_Exercise directions_:
In the records below, count the lines that contain the string "paper", matching case exactly, and report only that number.

* START Provided material *

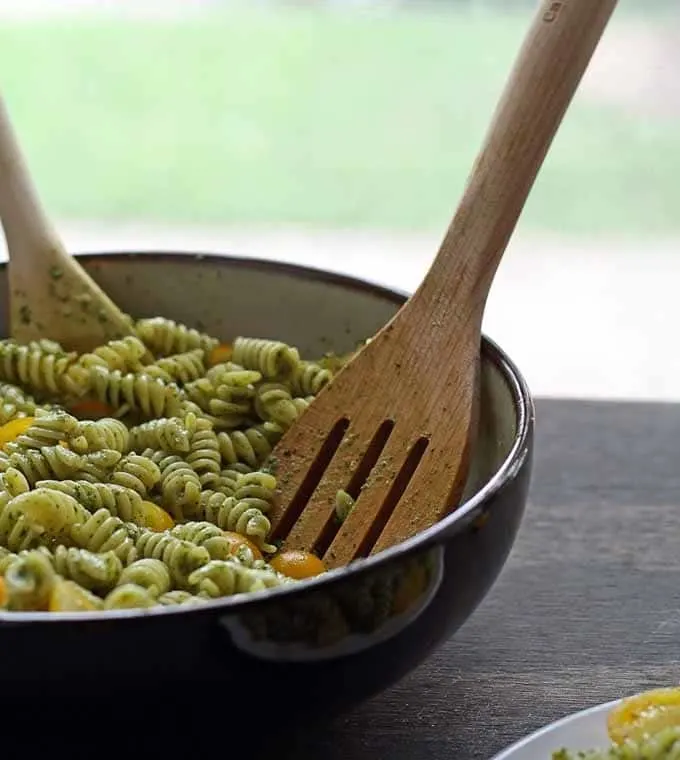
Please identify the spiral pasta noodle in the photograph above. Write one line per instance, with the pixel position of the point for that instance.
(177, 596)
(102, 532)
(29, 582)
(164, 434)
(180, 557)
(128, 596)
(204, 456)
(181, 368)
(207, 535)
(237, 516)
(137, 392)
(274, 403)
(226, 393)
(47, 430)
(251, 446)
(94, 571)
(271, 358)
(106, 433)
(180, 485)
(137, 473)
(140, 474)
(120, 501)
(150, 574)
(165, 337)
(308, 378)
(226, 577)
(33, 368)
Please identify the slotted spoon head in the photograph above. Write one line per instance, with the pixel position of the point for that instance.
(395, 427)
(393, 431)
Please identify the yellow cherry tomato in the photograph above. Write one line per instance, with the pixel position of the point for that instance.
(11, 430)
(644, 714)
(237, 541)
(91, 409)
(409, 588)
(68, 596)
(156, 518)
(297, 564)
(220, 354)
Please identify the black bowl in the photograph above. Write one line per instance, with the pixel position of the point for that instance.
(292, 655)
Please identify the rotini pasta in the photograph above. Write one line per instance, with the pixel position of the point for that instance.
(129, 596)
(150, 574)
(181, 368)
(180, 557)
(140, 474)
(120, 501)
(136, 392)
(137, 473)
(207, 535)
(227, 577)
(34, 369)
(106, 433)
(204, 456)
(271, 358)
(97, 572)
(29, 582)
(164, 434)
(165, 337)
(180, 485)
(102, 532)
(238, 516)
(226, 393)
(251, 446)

* END Provided material *
* START Provided material *

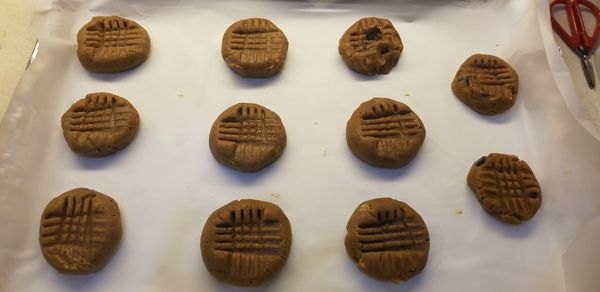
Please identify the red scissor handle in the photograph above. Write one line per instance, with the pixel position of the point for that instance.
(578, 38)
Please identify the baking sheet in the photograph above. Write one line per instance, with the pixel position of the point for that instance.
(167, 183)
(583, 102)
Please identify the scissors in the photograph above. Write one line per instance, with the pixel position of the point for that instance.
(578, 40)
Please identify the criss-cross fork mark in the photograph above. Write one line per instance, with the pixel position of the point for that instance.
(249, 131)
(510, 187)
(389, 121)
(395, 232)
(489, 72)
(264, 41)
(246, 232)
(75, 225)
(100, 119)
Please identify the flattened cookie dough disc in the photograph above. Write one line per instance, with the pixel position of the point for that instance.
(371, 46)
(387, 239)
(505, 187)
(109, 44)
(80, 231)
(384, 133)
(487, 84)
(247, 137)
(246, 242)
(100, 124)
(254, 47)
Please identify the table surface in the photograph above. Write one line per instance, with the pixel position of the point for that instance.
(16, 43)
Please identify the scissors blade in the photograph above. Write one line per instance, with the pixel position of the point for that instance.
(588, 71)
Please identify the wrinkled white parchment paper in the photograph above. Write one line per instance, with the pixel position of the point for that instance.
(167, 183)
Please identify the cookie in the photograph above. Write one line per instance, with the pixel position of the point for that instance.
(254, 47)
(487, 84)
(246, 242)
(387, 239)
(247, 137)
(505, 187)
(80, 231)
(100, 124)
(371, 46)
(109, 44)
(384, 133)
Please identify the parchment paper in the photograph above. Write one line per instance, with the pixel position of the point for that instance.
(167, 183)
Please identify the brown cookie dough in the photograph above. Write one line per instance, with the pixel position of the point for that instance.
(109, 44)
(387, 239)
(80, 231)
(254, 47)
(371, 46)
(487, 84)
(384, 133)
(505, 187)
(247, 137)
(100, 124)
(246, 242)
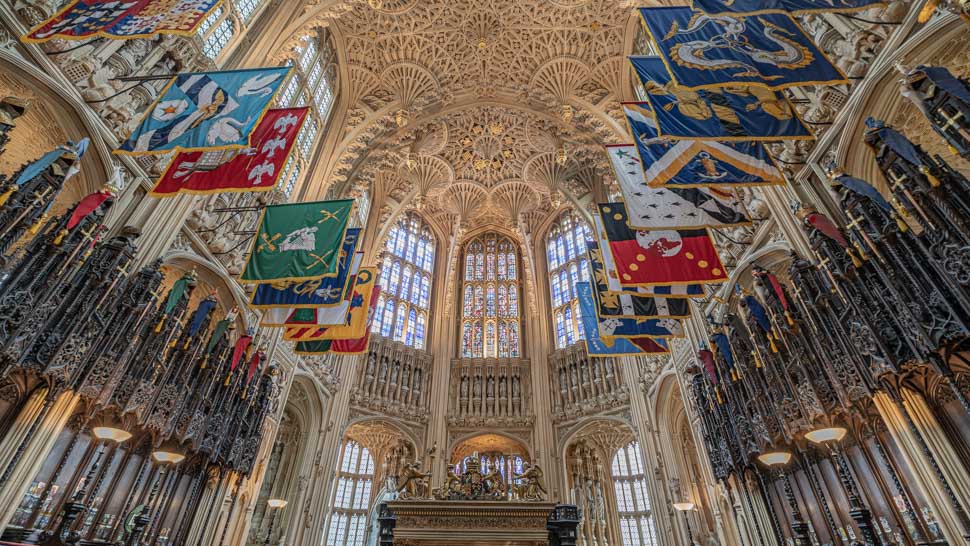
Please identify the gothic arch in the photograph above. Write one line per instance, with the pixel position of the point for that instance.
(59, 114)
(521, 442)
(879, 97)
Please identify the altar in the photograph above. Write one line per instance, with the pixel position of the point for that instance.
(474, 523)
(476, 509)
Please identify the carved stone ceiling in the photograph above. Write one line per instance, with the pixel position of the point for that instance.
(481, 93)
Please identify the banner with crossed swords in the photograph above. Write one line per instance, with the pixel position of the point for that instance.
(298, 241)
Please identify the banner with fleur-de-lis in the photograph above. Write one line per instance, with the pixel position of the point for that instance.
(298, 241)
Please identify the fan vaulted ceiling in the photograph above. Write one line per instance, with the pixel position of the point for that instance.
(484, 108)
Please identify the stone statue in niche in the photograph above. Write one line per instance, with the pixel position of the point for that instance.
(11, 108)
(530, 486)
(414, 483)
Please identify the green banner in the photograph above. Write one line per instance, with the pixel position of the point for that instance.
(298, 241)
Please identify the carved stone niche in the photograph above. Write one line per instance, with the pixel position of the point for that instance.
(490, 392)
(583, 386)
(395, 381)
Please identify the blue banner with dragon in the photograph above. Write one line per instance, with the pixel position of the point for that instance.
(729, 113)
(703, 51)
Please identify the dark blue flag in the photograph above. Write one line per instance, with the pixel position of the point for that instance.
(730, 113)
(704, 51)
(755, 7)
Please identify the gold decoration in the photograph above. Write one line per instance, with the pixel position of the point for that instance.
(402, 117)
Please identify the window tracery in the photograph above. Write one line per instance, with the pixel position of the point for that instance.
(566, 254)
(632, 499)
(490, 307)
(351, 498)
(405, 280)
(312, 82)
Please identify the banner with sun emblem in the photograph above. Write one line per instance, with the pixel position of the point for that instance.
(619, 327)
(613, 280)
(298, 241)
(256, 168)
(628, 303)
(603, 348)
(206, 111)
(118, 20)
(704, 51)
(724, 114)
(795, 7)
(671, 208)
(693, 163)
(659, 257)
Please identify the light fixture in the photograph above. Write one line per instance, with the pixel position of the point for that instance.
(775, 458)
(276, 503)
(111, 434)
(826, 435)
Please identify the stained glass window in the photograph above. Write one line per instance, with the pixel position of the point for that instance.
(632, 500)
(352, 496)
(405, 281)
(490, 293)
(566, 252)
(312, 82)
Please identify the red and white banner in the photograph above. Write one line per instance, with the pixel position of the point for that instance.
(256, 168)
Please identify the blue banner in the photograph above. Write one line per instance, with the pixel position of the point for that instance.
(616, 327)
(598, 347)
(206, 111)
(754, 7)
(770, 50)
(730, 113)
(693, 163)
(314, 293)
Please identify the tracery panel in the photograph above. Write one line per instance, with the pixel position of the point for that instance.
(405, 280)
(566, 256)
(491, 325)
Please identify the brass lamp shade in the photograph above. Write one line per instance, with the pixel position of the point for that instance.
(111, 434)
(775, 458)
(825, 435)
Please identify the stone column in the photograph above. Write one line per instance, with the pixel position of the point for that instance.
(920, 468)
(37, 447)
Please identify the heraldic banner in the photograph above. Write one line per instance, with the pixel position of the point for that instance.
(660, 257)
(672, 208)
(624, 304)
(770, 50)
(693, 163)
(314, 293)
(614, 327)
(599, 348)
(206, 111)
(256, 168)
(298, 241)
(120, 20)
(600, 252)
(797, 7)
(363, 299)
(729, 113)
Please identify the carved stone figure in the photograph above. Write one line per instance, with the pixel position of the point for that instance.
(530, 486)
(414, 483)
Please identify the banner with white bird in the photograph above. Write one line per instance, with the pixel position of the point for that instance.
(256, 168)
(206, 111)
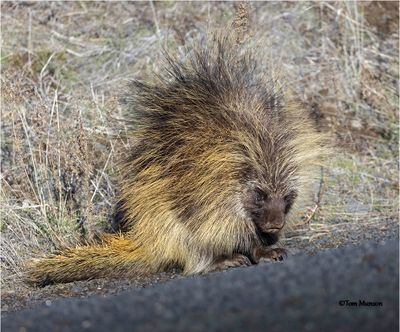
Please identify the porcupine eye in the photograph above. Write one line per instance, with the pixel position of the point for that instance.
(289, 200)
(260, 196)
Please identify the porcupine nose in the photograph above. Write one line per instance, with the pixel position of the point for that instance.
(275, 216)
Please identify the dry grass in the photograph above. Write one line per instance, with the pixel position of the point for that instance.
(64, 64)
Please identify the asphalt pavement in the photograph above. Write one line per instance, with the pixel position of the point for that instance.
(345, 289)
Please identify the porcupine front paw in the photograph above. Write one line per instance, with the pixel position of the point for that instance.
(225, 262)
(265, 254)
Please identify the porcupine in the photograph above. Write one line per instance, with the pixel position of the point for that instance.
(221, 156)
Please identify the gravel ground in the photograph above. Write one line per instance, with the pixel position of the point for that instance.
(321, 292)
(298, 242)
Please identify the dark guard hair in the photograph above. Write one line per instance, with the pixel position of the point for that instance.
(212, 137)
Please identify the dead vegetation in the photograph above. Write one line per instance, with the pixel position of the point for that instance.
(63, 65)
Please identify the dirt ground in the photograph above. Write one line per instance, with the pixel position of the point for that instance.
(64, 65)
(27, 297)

* END Provided material *
* START Provided material *

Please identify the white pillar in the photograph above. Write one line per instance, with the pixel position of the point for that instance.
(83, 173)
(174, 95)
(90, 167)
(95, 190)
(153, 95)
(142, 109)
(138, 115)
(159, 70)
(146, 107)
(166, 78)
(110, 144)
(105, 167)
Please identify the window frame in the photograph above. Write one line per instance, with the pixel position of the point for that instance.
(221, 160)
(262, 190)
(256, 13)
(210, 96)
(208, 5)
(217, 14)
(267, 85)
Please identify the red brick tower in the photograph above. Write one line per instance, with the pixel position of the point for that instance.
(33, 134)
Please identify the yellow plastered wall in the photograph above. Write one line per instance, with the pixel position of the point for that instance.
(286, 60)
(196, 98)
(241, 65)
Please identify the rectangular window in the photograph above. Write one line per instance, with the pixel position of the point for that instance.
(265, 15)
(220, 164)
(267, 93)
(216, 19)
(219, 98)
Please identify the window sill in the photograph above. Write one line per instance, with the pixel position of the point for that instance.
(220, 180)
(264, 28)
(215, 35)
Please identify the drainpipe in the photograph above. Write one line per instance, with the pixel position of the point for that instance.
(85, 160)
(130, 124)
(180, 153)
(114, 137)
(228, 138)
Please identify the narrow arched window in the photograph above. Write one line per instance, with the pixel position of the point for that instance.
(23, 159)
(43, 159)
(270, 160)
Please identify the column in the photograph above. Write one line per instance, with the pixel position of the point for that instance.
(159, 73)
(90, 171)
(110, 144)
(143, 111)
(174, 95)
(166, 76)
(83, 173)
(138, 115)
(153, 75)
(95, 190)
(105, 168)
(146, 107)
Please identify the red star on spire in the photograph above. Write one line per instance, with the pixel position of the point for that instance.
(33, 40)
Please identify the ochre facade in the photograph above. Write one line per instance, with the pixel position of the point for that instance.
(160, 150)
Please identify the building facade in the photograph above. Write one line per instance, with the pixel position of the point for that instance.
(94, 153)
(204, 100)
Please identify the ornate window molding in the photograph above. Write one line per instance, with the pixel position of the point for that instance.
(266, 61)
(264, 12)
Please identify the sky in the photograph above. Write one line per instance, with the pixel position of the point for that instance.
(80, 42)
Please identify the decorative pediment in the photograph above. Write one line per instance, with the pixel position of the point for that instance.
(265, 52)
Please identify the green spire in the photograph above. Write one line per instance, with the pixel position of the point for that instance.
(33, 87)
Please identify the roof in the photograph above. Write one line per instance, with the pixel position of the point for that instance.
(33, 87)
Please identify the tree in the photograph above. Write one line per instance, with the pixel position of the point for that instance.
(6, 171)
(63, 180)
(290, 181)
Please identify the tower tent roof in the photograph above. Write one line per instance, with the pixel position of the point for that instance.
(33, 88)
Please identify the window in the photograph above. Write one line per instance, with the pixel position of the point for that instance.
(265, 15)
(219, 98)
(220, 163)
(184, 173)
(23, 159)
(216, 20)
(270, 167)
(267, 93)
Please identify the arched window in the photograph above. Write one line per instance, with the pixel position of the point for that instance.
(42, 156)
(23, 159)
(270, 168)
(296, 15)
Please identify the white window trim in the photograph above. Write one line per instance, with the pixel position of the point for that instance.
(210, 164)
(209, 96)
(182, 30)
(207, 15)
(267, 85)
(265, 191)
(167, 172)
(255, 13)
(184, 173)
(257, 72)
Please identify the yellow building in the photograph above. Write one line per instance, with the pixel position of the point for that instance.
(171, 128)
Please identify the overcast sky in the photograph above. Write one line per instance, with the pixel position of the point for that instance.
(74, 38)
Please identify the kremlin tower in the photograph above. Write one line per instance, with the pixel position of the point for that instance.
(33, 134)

* END Provided material *

_Output for this exercise_:
2